My proof of heaven
August 23, 2013 • 25 Comments • Posted in blindness, Flo, Mike Knezovich, UncategorizedI spent hours each morning alone with my friend Sheelagh Livingston during our trip to Northern Ireland last month. We talked about our partners, the Mournes (her favorite mountains to climb), her nephews, our plans for the afternoon. Sheelagh didn’t avoid talking about her health, but she didn’t want to dwell on it, either, so she asked after my own health instead.
Specifically, Sheelagh wondered what I remembered from everything that happened to me last April. When I got to the part where the miracle workers at Northwestern Memorial Hospital used a defibrillator to get my heart working again, I decided to go ahead and tell her about the near-death experience I had during those ten seconds my heart was out of whack.
It was when I was in pre-op that I coded — that’s a slang term for a cardiopulmonary arrest happening to a patient in a hospital. Up to that point I’d been in a lot of discomfort and pain, but then all of a sudden everything was quiet. Dead quiet.
The First thing I saw was my face. I was the age I am now, and I was starting to smile. “No bright light in the distance, nothing like that,” I conceded to Sheelagh, and the two of us chuckled to think that maybe blind people just can’t see that white light.
I couldn’t describe what I was feeling during that time as peaceful, really. More like serene. I still remember shrugging and wondering why human beings spend so much time on earth being afraid of dying, and I recall feeling disappointed, too: no lightening, no thunder, no vestal virgins. It definitely was calm, though. Quiet. Perfectly fine.

◇ ◇ ◇ ◇ ◇ ◇ ◇

What to work on =>
#1 In the post about a near-death experience, what did the staff at Northwestern Memorial Hospital use to get the writer's heart working again?
#2 Reproduce word for word a passage from the near-death experience post, beginning with the words "The First thing" and stopping after "that white light.".

[Dataset items]

◇ ◇ ◇ ◇ ◇ ◇ ◇

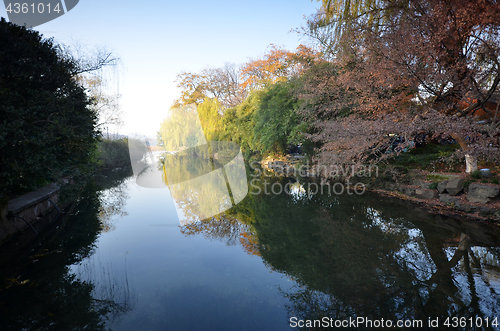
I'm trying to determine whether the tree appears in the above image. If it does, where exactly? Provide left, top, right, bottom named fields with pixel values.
left=300, top=0, right=500, bottom=175
left=174, top=63, right=246, bottom=108
left=77, top=74, right=123, bottom=130
left=0, top=18, right=97, bottom=194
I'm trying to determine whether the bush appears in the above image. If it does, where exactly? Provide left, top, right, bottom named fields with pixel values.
left=0, top=18, right=97, bottom=195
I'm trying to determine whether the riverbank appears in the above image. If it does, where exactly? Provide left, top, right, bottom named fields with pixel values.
left=261, top=156, right=500, bottom=224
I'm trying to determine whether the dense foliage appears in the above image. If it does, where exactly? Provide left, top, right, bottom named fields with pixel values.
left=161, top=0, right=500, bottom=175
left=0, top=19, right=97, bottom=194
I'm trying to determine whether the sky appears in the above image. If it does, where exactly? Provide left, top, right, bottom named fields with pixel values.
left=0, top=0, right=320, bottom=137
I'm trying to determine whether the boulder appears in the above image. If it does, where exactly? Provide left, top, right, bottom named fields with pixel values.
left=446, top=177, right=465, bottom=195
left=415, top=189, right=438, bottom=199
left=455, top=201, right=476, bottom=212
left=439, top=194, right=458, bottom=205
left=467, top=184, right=500, bottom=204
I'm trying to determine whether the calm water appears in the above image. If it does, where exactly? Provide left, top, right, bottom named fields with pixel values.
left=0, top=170, right=500, bottom=330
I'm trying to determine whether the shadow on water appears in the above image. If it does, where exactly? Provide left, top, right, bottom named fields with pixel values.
left=181, top=177, right=500, bottom=330
left=0, top=170, right=134, bottom=330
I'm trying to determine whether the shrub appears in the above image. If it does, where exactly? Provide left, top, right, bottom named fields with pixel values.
left=98, top=139, right=130, bottom=168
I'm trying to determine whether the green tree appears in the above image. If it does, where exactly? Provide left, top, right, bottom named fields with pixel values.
left=0, top=18, right=98, bottom=195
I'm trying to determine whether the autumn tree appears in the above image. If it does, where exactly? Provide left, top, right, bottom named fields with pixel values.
left=0, top=18, right=98, bottom=195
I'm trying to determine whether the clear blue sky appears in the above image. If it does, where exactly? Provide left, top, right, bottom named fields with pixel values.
left=0, top=0, right=319, bottom=136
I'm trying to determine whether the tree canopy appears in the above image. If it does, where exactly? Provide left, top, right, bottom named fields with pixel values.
left=0, top=18, right=98, bottom=194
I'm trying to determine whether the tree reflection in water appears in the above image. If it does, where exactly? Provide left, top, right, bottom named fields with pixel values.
left=0, top=177, right=133, bottom=331
left=182, top=178, right=500, bottom=329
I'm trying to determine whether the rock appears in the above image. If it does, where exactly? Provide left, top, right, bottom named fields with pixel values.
left=439, top=194, right=458, bottom=205
left=479, top=206, right=495, bottom=216
left=455, top=201, right=476, bottom=212
left=415, top=189, right=438, bottom=199
left=446, top=177, right=465, bottom=195
left=467, top=184, right=500, bottom=204
left=385, top=182, right=398, bottom=191
left=438, top=180, right=448, bottom=193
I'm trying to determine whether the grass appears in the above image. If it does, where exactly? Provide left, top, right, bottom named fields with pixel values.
left=391, top=143, right=460, bottom=171
left=425, top=174, right=450, bottom=183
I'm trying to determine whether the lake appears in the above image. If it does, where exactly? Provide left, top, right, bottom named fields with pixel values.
left=0, top=169, right=500, bottom=331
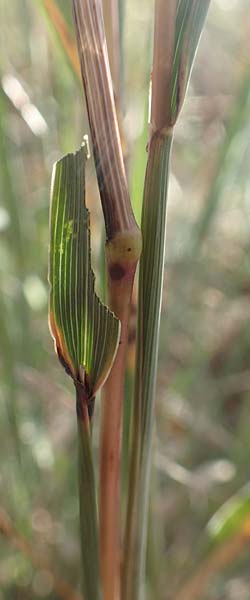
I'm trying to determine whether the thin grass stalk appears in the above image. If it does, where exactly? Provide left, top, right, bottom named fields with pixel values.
left=122, top=134, right=172, bottom=600
left=73, top=0, right=141, bottom=600
left=76, top=385, right=101, bottom=600
left=122, top=0, right=209, bottom=600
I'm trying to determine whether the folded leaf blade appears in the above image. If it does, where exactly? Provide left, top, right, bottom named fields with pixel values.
left=49, top=144, right=120, bottom=397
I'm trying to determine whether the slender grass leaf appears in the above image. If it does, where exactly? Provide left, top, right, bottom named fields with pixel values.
left=170, top=0, right=211, bottom=125
left=49, top=144, right=120, bottom=398
left=123, top=0, right=209, bottom=600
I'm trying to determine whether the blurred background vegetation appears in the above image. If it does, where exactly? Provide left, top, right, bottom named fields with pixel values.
left=0, top=0, right=250, bottom=600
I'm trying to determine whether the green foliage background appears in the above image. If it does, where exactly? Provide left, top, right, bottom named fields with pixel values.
left=0, top=0, right=250, bottom=600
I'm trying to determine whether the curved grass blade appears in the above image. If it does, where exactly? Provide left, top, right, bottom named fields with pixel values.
left=49, top=143, right=120, bottom=600
left=49, top=145, right=120, bottom=399
left=122, top=0, right=210, bottom=600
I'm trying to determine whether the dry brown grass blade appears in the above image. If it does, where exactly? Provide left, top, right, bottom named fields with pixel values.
left=43, top=0, right=81, bottom=79
left=0, top=508, right=84, bottom=600
left=175, top=518, right=250, bottom=600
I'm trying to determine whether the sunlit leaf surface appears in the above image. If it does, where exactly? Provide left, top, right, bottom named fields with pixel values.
left=49, top=144, right=120, bottom=397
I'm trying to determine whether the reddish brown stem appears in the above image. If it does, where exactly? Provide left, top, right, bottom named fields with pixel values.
left=100, top=240, right=137, bottom=600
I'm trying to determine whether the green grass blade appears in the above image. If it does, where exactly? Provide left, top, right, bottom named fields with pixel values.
left=49, top=143, right=120, bottom=600
left=171, top=0, right=211, bottom=125
left=49, top=145, right=120, bottom=398
left=123, top=0, right=209, bottom=600
left=77, top=384, right=101, bottom=600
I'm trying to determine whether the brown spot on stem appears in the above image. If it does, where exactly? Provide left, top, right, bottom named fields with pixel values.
left=109, top=263, right=126, bottom=281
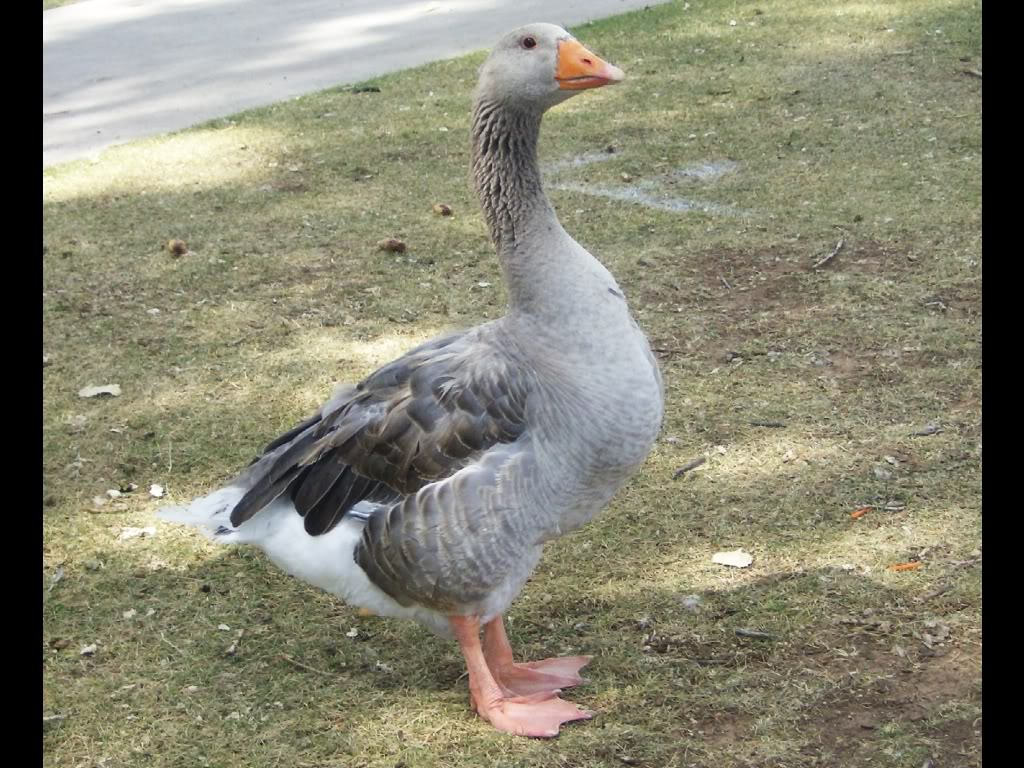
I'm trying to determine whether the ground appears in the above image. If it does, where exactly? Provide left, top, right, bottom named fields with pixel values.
left=42, top=0, right=982, bottom=768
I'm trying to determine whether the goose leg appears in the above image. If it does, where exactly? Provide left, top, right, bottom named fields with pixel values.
left=483, top=616, right=591, bottom=696
left=449, top=616, right=594, bottom=737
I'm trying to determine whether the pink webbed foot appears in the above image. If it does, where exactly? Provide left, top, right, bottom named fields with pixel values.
left=476, top=693, right=594, bottom=738
left=492, top=656, right=590, bottom=696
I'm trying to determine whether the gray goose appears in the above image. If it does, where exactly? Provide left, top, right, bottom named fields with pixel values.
left=162, top=24, right=664, bottom=736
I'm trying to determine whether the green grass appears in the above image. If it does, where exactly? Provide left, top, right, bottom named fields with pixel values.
left=42, top=0, right=981, bottom=768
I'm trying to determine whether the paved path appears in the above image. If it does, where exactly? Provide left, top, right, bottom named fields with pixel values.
left=43, top=0, right=664, bottom=168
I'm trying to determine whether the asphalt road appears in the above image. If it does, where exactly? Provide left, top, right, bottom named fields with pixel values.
left=43, top=0, right=665, bottom=168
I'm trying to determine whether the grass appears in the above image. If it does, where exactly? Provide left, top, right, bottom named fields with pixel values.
left=42, top=0, right=981, bottom=768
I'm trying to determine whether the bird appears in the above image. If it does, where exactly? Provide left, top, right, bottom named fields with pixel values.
left=160, top=24, right=665, bottom=737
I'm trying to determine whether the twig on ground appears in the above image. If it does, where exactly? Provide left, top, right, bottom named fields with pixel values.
left=281, top=653, right=330, bottom=677
left=811, top=238, right=846, bottom=269
left=672, top=456, right=708, bottom=480
left=736, top=628, right=772, bottom=640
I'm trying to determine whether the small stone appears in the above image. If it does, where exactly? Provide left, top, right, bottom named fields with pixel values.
left=680, top=595, right=700, bottom=610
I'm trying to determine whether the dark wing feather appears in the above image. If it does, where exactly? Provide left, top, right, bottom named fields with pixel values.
left=231, top=331, right=532, bottom=536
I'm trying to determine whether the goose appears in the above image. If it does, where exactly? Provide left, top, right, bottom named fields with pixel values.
left=162, top=24, right=664, bottom=737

◇ ◇ ◇ ◇ ◇ ◇ ◇

Numbered responses =>
#1 A defibrillator.

#2
The First thing I saw was my face. I was the age I am now, and I was starting to smile. “No bright light in the distance, nothing like that,” I conceded to Sheelagh, and the two of us chuckled to think that maybe blind people just can’t see that white light.